§ **PAGE EXCERPT**:
>>>>

How to Budget



Setting a budget is fairly easy. It’s the implementation and follow through that seems to derail most. Budgeting doesn’t have to be difficult. Budgeting is a great exercise in financial discipline as well as an excellent use of your time. The most important part of budgeting is learning to stay within your means. If you don’t have a budget, it becomes very easy to rob Peter in order to pay Paul. Budgets establish boundaries and those boundaries force you to be financially disciplined.

Budgets are designed to allocate the money you have, not the money or lifestyle you wish you had. Don’t kid yourself. Follow these simple steps to setting your budget and sticking to it.

1. Know how much money you have coming in the door every month. Use this number as your starting point.

2. Determine what % of your monthly income you want to set aside for your Retirement & Savings each month. I always subscribe to the “Pay Yourself First” method. If you’ve already paid yourself, then later in the month when you are tempted to spend money on wants and not needs, it won’t come at the cost of your retirement and savings goals.

3. Divide the remaining amount of monthly income among the following areas (feel free to get more detailed with your categories): Housing, Utilities, Food, Transportation, Clothing, Medical/Health, Personal, Recreation, Debt.

Here are some suggested guidelines for what percentage to use in each of those categories:

• 10 -15% to Pay Yourself First (Retirement Savings) – this includes 401(k) & IRA savings
• 25% – 35% to Housing
• 5% – 10% to Utilities
• 5% – 15% Food
• 10% – 15% Transportation
• 2% – 7% Clothing
• 5% – 10% Medical/Health
• 5% – 10% Personal
• 5% – 10% Recreation
• (Hopefully Zero)% Debt – This does not include your mortgage (see housing)

Make sure every dollar of monthly income is accounted for. Budget down to every penny. Once you’ve allocated your monthly income, divide it up. I recommend using the envelope system. Aside from your Retirement Savings & Housing, envelopes provide a great method for making sure you spend what you have. That’s budgeting! Make the amounts in each envelope last to the end of each month. Budgeting is an ongoing activity. Sometimes your initial budget will need to be tweaked because it may have been too rich in some categories like Transportation or Clothing and too lean in others like Food or Recreation. Whatever minor tweaks you make, keep the main goal in mind: “Live within your means” and hold yourself accountable to be financially disciplined.

<<<<

§ **DATA SHOWN**:

>>>>

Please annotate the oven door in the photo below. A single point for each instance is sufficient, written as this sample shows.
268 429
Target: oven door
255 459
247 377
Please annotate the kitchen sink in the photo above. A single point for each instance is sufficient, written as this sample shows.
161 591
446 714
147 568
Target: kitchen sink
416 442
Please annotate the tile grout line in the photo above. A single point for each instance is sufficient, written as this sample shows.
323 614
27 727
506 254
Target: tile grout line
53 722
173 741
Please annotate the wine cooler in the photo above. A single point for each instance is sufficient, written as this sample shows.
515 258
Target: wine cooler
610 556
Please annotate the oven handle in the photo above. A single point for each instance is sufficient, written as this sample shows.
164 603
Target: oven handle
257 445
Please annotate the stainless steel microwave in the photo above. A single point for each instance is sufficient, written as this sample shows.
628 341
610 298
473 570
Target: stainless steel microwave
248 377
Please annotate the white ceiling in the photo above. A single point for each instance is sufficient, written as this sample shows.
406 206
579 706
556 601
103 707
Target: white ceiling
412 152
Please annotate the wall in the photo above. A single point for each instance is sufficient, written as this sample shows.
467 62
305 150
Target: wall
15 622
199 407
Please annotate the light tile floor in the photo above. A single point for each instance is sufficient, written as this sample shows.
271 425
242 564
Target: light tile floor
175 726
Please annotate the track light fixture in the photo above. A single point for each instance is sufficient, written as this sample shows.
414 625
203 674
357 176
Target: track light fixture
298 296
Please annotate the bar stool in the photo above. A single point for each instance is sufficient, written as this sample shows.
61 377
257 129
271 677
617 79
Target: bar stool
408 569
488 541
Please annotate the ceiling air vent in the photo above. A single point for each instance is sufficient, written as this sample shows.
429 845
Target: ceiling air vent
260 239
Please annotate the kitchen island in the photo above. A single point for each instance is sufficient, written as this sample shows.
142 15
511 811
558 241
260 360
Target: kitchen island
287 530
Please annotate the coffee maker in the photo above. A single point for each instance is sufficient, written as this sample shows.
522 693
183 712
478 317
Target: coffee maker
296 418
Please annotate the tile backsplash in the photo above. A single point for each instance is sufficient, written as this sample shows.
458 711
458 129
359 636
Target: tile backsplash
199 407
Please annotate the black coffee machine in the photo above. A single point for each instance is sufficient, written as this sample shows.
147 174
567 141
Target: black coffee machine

<<<<

§ **PROBLEM STATEMENT**:
In the budgeting guide, which categories have a suggested range of 5% to 10% of monthly income? List them all.

§ **SOLUTION FOR THIS EXERCISE**:
Utilities, Medical/Health, Personal, Recreation